* TEXT SECTION
Suppose we have an arbitrary continuous parametric function $f(t)$ differentiable at any point $t$.
Further suppose we have a point at position $f(t)$ and we add $h$ units to $t$. Between time $t$ and $t+h$ the point has moved and has created a well-defined path.
I'm looking for the absolute total area that is created between the path and a straight line that passes from $f(t)$ and $f(t+h)$.
Here is an image to help clarify:
EDIT:
$f(t)$ is a 2 dimensional vector and the picture shows a two dimensional space.
@Garmekain , regards. Hope this will be useful. So in the problem, we have $$ f(t) = (x(t), y(t)) $$ I may not give full detailed answer here. In a point of view : to calculate the area, you may transform the straight line (from $f(t_{0})$ to $f(t_{0}+h)$) and all the points on the curve so that $$(x(t_{0}),y(t_{0})) \rightarrow (0, 0)$$ and $$(x(t_{0}+h),y(t_{0}+h)) \rightarrow (|l|, 0)$$ $|l|$ is the length of the straight line.

* ACTIONS TO TAKE
• A. In the thread about the area between a path and a straight line, what transformation does the reply suggest, and what does it give as the purpose of that step?
• B. Please go on with the thread about the area between a path and a straight line, starting right after its final sentence.

A block of data:
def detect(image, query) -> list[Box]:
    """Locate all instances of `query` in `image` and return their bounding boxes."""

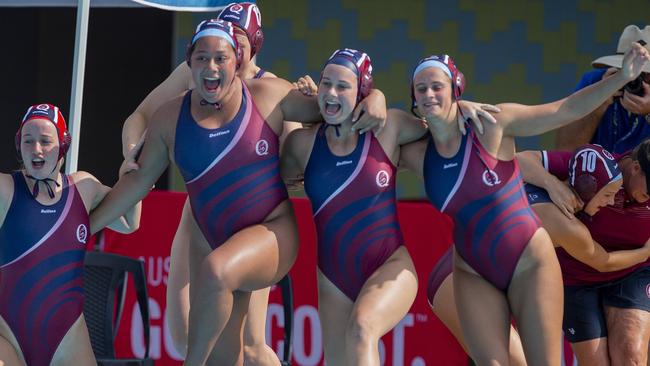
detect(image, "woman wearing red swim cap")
[122,3,330,365]
[0,104,140,366]
[401,45,650,365]
[93,20,385,365]
[517,141,650,365]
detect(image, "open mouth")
[325,102,341,116]
[203,78,221,92]
[32,158,45,169]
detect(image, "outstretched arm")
[516,151,584,220]
[122,62,191,157]
[497,43,650,136]
[280,128,313,190]
[533,204,650,272]
[90,111,169,234]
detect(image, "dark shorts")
[524,183,553,205]
[562,267,650,343]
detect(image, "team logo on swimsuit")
[483,169,501,187]
[77,224,88,244]
[375,170,390,187]
[255,140,269,156]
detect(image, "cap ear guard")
[319,48,374,103]
[568,144,623,203]
[14,103,72,160]
[218,2,264,59]
[185,19,244,69]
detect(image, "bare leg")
[453,251,512,366]
[244,287,280,366]
[431,274,526,366]
[508,229,564,366]
[50,314,97,366]
[165,199,194,356]
[318,270,354,365]
[0,316,25,366]
[571,337,610,366]
[345,246,418,366]
[605,306,650,366]
[185,202,298,365]
[165,199,280,366]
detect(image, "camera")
[623,76,644,97]
[623,72,650,97]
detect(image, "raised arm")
[497,43,650,136]
[387,108,427,145]
[515,151,584,220]
[90,107,172,234]
[533,204,650,272]
[122,62,192,157]
[280,128,313,190]
[0,173,14,226]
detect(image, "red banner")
[105,191,570,366]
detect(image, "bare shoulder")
[0,173,14,226]
[399,137,428,176]
[70,171,108,211]
[402,137,428,157]
[70,171,102,196]
[0,173,14,205]
[285,124,320,157]
[244,78,293,121]
[262,70,278,79]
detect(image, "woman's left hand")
[352,89,386,136]
[458,100,501,135]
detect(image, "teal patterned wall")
[176,0,650,198]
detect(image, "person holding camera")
[555,25,650,154]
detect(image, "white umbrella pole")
[65,0,90,174]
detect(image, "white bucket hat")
[591,25,650,73]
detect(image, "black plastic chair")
[84,252,154,366]
[278,274,293,366]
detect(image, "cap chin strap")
[25,164,61,198]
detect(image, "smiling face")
[623,160,650,203]
[190,36,237,103]
[318,64,358,124]
[20,118,60,179]
[584,179,623,216]
[413,67,454,119]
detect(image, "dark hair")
[630,139,650,194]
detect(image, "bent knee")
[609,339,648,366]
[244,344,280,366]
[199,258,241,290]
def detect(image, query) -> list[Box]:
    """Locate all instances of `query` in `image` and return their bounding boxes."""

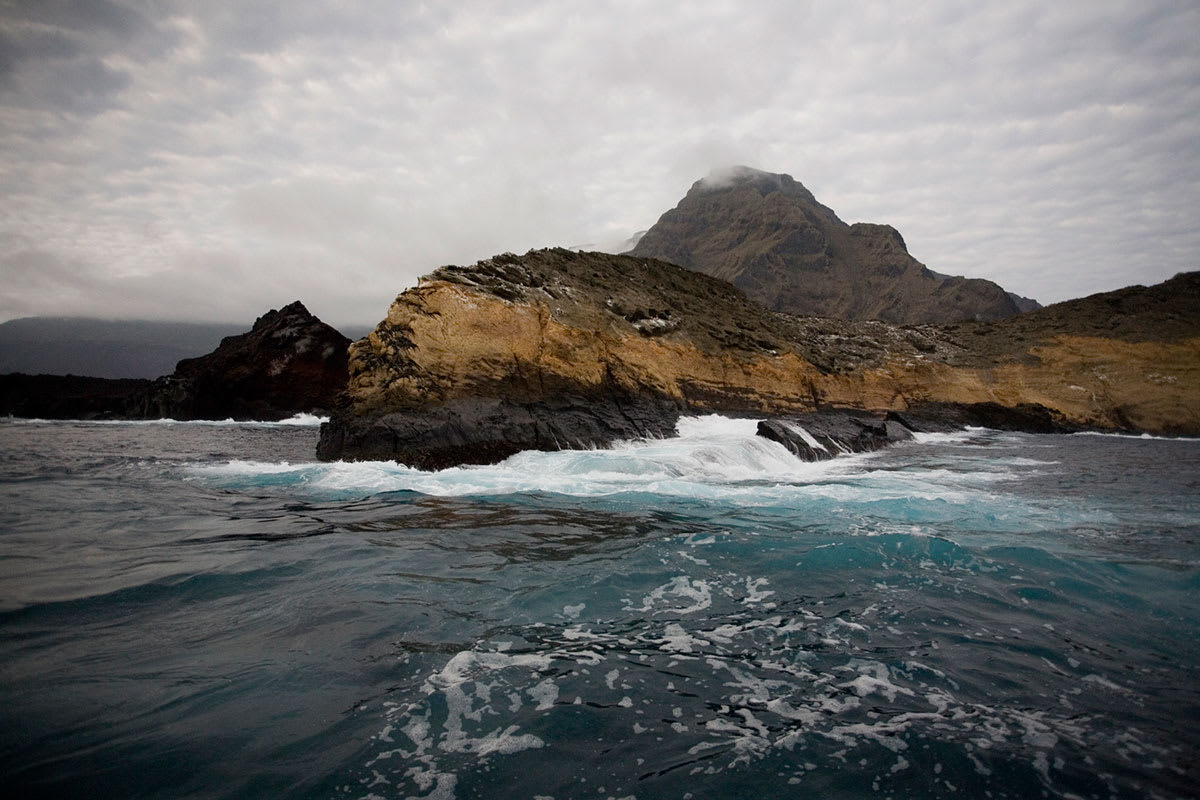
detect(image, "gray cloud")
[0,0,1200,323]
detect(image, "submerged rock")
[318,248,1200,469]
[757,411,912,461]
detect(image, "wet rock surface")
[318,248,1200,468]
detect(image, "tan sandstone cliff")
[320,249,1200,465]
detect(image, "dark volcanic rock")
[630,167,1036,324]
[319,249,1200,468]
[317,393,680,470]
[0,373,150,420]
[136,301,349,420]
[757,410,912,461]
[888,403,1086,433]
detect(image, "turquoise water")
[0,417,1200,800]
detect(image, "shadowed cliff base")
[318,248,1200,468]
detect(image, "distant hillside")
[0,317,371,378]
[630,167,1037,324]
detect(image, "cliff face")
[630,167,1037,324]
[133,301,350,420]
[318,249,1200,468]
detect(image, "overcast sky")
[0,0,1200,324]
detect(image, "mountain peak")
[630,166,1019,324]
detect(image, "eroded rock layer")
[318,249,1200,468]
[142,301,349,420]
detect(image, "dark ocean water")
[0,417,1200,800]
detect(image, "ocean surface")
[0,417,1200,800]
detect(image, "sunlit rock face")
[318,249,1200,469]
[630,167,1038,324]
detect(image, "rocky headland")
[0,301,350,420]
[630,167,1039,325]
[140,301,350,420]
[318,248,1200,469]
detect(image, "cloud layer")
[0,0,1200,324]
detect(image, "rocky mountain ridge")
[629,167,1037,324]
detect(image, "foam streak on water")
[0,417,1200,800]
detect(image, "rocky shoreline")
[0,301,350,421]
[318,248,1200,469]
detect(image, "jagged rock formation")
[0,301,350,420]
[318,249,1200,469]
[137,301,349,420]
[630,167,1037,324]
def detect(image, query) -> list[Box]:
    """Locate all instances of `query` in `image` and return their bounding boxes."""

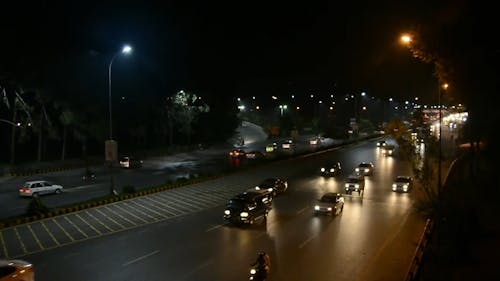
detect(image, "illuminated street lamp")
[400,33,448,196]
[280,104,287,116]
[438,83,449,194]
[108,45,132,140]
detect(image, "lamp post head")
[400,33,413,45]
[122,45,132,54]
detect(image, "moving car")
[320,162,342,177]
[224,189,273,225]
[120,156,142,168]
[345,174,365,195]
[392,176,413,192]
[229,149,246,158]
[19,180,63,197]
[0,259,35,281]
[281,140,294,150]
[314,192,344,215]
[266,142,278,152]
[382,144,396,156]
[255,178,288,196]
[354,162,375,176]
[245,150,265,159]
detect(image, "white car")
[392,176,413,192]
[19,181,63,197]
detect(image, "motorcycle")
[248,266,267,281]
[248,264,269,281]
[82,170,95,181]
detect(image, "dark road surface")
[0,141,424,281]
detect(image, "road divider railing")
[0,174,223,229]
[0,135,380,229]
[405,219,434,281]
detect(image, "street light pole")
[108,45,132,140]
[104,45,132,195]
[438,83,448,196]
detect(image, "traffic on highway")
[0,139,424,280]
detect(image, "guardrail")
[405,219,434,281]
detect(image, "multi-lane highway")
[0,134,340,219]
[0,138,424,281]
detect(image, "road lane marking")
[64,216,89,238]
[129,201,167,221]
[104,206,137,226]
[0,231,9,258]
[41,221,61,246]
[75,213,102,235]
[85,210,113,232]
[26,224,45,250]
[299,235,316,249]
[297,206,309,215]
[52,219,75,242]
[205,224,222,232]
[115,201,148,223]
[145,197,182,216]
[64,183,104,192]
[95,209,126,229]
[181,260,212,280]
[14,227,28,255]
[122,250,160,267]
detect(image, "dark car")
[392,176,413,192]
[229,149,246,158]
[314,192,344,215]
[320,162,342,177]
[255,178,288,196]
[224,189,273,225]
[354,162,375,176]
[345,174,365,195]
[377,140,387,147]
[245,150,266,160]
[120,156,142,168]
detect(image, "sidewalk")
[417,144,500,281]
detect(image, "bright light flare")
[122,45,132,54]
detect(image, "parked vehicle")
[0,259,35,281]
[120,156,143,169]
[19,180,63,197]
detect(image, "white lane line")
[297,207,309,215]
[122,250,160,267]
[181,260,212,280]
[64,183,104,192]
[205,224,222,232]
[299,235,316,249]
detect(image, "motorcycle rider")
[253,251,271,280]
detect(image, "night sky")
[0,0,492,104]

* ANSWERS GIVEN
• A. The reply suggests transforming the straight line from $f(t_{0})$ to $f(t_{0}+h)$, together with all the points on the curve, so that $(x(t_{0}),y(t_{0}))$ goes to $(0, 0)$ and $(x(t_{0}+h),y(t_{0}+h))$ goes to $(|l|, 0)$, where $|l|$ is the length of the straight line. The stated purpose of this step is to calculate the area.

• B.
This can be done by translating all the points by referring translation $(x(t_{0}),y(t_{0}))$ to $(0, 0)$, and then make a rotation of $ -\theta $. (*The rotation $-\theta$ is clockwise)
$$ \left[ \begin{matrix} X(t) \\ Y(t) \end{matrix} \right] = \left[ \begin{matrix} \cos(-\theta) & -\sin(-\theta) \\ \sin(-\theta) & \cos(-\theta) \end{matrix} \right] \left[ \begin{matrix} x(t)-x(t_{0}) \\ y(t)-y(t_{0}) \end{matrix} \right] $$ The $$ \left[ \begin{matrix} x(t)-x(t_{0}) \\ y(t)-y(t_{0}) \end{matrix} \right] $$ is the result of the translation.
Then the area can be calculated by the integral below : $$ A = \int_{t_{0}}^{t_{0} + h} |Y(t)| dt $$
Thanks. All the best.